Rewrite every line from the start of the rows through the line containing "[0,195,500,333]", both included, leaving the text lines unchanged. Multiply each bounding-box coordinate by 1.1 and round it to a whole number, with halves rounding up.

### DATA SHOWN
-----

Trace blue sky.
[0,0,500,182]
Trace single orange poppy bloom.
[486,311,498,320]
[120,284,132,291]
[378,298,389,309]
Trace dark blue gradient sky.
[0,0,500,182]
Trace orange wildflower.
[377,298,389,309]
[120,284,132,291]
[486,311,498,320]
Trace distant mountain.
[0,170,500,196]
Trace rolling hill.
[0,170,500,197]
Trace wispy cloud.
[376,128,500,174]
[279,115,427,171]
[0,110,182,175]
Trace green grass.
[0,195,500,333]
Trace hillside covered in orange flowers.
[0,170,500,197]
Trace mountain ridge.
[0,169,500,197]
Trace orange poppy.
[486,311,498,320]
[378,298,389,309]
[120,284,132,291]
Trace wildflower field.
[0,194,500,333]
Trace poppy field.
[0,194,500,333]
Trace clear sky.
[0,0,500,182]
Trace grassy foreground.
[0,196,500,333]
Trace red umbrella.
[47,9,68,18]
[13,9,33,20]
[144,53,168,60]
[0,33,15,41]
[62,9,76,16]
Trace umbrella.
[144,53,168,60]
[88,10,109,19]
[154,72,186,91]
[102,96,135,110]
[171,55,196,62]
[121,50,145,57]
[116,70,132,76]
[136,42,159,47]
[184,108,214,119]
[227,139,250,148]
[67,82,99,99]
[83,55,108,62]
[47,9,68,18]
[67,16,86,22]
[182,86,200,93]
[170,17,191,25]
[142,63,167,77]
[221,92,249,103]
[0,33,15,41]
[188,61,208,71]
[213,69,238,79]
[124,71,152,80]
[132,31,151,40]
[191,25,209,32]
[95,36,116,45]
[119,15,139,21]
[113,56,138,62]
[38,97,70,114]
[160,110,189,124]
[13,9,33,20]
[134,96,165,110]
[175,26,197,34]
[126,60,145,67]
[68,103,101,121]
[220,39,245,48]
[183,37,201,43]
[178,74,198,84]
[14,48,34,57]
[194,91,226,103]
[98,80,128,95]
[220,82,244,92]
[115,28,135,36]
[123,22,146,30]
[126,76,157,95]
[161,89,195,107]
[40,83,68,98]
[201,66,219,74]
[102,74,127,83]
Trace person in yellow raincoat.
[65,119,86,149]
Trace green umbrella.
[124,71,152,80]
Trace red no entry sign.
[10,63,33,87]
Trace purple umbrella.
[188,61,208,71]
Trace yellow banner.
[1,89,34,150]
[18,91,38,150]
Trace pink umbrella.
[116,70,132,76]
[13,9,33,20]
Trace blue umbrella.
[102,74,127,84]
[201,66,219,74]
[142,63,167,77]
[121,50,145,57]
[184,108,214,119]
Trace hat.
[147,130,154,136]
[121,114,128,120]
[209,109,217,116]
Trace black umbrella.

-----

### RESULT FOR THIS EXERCISE
Trace blue sky.
[0,0,550,200]
Trace single orange poppy bloom.
[535,342,548,352]
[132,312,145,320]
[416,328,428,340]
Trace dark blue gradient sky.
[0,0,550,200]
Trace orange wildflower.
[415,328,428,340]
[132,312,145,320]
[535,342,548,352]
Trace distant mountain.
[0,187,550,216]
Trace rolling hill.
[0,187,550,217]
Trace wispy cloud.
[414,141,550,191]
[307,127,470,188]
[0,121,200,193]
Trace green grass.
[0,215,550,366]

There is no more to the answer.